Tugas yang Diminta 1 - Salin ulang bagian kutipan tentang Revolusi Industri, dimulai dari kata-kata yang memuat "Dunia saat ini" dan diakhiri setelah "istilah Revolusi Industri.".
Tugas yang Diminta 2 - Hitunglah baris pada daftar yang memuat kata "trousers", lalu tuliskan angkanya saja.

Kutipan -
::::::::::

Dunia saat ini tengah menghadapi gelombang pasang sistem globalisasi, proses integrasi internasional merubah total pandangan dunia, lajunya proses inovasi yang didominasi oleh perangkat digital tak terelakkan, seiring dengan itu terjadi pergeseran industri yang terkoneksi secara digital di berbagai negara bahkan di Indonesia, proses pergeseran industri ini dikenal dengan istilah Revolusi Industri.
Revolusi industri 4.0 dimuqaddimahi pemanfaatan internet of things pada tahun 90-an oleh jerman, dalam prosesnya revolusi industri generasi keempat ini diwarnai oleh lima teknologi kunci yaitu advance robotic, internet of things, artificial intelegence, technology wearables dan 3D printing. Secara garis besar sistem ini merupakan sinergi antara dunia nyata dan dunia maya (merging of real and virtual world). Perubahan tersebut merupakan konsekuensi peradaban yang dinamis, pada gilirannya berdampak terhadap ekonomi, sosial budaya dan politik.

::::::::::

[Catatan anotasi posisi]
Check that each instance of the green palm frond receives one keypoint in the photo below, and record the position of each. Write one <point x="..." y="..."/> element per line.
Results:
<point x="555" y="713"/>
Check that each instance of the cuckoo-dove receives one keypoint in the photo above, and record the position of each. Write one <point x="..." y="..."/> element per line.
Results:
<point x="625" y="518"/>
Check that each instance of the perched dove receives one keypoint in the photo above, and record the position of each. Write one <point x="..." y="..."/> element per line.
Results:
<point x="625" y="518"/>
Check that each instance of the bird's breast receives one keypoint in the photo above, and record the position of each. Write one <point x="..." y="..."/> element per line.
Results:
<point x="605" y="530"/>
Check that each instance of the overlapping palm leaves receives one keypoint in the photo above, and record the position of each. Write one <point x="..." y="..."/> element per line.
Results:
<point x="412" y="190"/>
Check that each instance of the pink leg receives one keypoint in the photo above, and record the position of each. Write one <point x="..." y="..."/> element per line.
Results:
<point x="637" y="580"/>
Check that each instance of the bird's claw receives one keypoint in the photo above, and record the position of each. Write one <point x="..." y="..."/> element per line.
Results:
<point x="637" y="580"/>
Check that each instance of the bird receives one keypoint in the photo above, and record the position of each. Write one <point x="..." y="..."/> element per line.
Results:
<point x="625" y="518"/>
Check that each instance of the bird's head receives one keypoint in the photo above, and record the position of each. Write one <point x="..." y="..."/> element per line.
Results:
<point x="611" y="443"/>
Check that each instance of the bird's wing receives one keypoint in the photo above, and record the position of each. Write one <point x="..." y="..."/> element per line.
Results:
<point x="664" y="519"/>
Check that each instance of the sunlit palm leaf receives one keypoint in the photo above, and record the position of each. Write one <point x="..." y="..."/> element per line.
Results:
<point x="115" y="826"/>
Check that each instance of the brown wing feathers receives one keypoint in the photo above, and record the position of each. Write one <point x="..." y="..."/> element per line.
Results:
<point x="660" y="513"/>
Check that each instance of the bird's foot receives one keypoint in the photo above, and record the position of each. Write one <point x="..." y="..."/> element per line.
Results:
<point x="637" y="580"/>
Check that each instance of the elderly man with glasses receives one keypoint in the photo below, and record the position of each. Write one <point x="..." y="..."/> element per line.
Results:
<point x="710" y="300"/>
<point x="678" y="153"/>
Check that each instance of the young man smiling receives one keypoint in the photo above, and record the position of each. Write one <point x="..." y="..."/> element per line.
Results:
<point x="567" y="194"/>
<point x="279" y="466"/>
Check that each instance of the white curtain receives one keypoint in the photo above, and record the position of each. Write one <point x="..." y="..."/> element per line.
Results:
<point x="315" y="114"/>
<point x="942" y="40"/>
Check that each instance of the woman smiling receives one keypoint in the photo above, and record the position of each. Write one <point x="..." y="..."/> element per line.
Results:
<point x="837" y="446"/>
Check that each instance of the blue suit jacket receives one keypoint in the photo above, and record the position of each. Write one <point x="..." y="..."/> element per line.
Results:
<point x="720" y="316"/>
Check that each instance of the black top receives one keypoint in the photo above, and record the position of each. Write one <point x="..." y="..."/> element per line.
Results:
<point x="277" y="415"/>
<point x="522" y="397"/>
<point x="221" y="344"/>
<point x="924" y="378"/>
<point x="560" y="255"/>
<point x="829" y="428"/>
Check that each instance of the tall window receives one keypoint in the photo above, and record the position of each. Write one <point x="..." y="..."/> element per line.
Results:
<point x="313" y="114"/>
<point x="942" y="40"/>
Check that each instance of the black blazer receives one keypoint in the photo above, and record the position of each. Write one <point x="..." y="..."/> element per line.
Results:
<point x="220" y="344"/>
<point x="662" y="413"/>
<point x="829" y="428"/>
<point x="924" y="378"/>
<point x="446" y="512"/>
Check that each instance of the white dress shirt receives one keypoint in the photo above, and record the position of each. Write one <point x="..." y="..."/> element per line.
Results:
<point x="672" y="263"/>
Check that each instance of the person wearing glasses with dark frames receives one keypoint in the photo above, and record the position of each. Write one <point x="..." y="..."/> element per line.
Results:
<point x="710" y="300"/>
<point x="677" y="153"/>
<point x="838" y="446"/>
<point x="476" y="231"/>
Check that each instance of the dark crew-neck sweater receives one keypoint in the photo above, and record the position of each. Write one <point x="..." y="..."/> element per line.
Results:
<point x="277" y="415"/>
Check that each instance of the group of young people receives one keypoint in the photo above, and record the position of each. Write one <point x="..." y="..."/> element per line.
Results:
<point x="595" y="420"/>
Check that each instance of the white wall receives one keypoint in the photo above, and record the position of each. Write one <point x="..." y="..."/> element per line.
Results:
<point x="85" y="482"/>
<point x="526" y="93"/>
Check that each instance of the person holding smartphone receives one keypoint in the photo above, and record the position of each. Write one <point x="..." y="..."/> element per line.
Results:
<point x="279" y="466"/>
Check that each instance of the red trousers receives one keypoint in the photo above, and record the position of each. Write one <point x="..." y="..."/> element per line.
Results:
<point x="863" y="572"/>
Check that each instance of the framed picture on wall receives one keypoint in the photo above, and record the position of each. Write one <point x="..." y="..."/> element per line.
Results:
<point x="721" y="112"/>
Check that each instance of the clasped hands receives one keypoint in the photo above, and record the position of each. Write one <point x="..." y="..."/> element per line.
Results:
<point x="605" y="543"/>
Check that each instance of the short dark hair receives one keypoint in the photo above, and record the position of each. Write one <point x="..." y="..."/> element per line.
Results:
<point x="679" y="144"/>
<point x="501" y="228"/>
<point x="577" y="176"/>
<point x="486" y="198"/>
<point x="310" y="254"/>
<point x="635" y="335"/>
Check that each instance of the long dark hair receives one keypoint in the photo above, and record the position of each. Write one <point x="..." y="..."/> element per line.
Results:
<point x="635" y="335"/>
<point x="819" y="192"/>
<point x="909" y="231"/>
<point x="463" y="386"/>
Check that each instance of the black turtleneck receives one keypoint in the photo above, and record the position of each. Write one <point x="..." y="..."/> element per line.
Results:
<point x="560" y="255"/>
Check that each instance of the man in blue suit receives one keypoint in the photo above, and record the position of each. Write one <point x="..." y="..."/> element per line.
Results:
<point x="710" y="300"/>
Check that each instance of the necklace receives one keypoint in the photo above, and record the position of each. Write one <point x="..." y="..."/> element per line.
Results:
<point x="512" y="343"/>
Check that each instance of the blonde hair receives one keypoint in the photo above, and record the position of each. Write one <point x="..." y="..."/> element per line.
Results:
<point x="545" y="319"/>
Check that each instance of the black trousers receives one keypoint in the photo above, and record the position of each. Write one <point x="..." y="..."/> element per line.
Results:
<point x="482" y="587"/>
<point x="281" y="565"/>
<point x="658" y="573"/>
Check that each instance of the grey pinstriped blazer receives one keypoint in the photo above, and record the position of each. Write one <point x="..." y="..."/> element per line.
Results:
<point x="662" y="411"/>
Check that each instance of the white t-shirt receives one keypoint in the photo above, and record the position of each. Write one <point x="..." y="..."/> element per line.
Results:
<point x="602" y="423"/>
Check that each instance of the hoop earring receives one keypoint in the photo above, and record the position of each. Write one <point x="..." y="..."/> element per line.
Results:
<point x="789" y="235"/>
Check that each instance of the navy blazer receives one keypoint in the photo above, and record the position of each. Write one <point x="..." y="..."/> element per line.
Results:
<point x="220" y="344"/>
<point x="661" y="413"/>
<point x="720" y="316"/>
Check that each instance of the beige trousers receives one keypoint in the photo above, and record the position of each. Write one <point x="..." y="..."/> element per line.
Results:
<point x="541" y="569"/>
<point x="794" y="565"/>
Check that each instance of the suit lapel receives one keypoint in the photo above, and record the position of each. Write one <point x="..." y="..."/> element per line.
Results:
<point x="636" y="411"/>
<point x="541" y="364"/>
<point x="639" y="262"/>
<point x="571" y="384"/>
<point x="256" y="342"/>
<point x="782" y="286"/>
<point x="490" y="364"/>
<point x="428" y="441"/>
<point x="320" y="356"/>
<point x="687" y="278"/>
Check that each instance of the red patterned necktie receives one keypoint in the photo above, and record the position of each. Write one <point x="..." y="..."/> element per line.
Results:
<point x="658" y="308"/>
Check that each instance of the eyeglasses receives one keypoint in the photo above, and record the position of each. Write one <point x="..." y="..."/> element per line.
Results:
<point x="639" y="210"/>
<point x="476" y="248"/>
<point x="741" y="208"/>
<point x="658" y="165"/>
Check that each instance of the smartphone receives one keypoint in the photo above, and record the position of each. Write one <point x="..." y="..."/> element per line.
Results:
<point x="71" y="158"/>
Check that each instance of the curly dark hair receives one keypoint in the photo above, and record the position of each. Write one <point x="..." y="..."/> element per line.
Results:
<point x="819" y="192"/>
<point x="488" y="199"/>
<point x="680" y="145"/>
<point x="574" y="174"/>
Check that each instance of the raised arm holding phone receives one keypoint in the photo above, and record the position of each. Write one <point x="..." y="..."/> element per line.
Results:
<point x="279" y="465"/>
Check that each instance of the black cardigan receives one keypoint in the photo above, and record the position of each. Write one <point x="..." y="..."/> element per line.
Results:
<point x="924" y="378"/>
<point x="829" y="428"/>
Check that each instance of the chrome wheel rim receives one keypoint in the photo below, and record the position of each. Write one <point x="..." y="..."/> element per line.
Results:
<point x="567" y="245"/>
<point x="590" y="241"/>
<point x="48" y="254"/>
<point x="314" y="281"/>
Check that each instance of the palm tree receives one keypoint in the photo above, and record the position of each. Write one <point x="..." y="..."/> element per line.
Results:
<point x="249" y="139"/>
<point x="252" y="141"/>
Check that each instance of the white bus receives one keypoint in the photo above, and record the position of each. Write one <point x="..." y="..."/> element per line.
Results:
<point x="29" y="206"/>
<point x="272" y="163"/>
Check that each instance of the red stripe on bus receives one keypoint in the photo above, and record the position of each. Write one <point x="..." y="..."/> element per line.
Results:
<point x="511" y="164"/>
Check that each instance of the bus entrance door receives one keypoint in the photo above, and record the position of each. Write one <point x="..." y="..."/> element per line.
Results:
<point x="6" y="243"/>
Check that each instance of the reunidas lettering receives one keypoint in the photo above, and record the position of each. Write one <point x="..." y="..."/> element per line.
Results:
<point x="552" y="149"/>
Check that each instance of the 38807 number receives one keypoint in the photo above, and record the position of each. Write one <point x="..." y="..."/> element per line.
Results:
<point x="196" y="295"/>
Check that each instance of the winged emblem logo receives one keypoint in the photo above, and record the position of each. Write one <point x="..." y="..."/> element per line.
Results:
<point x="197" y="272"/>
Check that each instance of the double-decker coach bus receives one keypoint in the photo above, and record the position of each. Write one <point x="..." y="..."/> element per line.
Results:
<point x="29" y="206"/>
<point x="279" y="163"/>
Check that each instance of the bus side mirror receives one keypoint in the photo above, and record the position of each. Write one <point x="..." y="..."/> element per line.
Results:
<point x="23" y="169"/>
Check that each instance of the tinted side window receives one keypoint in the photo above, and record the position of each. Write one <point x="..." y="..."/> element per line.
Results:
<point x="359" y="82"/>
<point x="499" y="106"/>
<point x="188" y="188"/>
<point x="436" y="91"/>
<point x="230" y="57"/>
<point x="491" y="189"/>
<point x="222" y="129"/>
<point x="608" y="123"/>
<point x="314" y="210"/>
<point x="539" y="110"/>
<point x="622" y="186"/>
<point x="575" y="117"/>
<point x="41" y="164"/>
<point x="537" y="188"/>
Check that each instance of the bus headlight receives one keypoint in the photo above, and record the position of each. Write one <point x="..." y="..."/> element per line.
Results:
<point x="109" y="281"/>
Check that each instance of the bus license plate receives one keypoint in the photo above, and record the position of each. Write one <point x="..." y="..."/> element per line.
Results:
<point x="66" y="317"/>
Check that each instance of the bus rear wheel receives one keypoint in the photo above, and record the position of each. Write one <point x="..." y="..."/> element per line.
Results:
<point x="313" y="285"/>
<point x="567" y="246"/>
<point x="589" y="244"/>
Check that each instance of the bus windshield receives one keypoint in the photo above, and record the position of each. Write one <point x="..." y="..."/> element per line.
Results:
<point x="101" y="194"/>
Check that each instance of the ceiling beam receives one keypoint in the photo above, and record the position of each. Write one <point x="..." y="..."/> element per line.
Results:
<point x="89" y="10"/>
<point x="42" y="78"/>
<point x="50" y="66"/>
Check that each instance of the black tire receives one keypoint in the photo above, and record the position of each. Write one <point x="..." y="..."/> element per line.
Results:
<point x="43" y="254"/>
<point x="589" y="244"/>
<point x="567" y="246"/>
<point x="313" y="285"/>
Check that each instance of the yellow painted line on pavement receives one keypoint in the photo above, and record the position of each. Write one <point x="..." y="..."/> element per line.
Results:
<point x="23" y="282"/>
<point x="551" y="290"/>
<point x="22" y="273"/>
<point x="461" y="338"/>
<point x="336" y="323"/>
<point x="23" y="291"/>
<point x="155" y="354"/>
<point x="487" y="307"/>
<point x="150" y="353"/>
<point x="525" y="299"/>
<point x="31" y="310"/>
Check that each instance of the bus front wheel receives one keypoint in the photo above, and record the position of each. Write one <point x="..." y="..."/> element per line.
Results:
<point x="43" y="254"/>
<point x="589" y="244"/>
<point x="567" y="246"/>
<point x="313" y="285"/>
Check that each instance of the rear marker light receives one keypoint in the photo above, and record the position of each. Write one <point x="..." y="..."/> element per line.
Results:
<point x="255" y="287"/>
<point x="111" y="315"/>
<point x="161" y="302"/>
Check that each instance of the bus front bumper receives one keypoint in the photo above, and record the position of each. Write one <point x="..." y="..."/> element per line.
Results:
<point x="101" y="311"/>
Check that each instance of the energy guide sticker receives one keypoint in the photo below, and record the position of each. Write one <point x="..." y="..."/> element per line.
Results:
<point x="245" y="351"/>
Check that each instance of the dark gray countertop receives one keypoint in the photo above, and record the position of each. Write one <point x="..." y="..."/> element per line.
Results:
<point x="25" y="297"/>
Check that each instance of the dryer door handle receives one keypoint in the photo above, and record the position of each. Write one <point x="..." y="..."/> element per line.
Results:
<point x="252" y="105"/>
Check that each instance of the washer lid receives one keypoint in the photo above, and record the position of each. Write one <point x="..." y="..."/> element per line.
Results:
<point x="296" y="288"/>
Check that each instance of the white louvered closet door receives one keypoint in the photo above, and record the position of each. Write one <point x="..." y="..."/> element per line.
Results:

::::::::::

Hasil Tugas 1 -
Dunia saat ini tengah menghadapi gelombang pasang sistem globalisasi, proses integrasi internasional merubah total pandangan dunia, lajunya proses inovasi yang didominasi oleh perangkat digital tak terelakkan, seiring dengan itu terjadi pergeseran industri yang terkoneksi secara digital di berbagai negara bahkan di Indonesia, proses pergeseran industri ini dikenal dengan istilah Revolusi Industri.

Hasil Tugas 2 - 3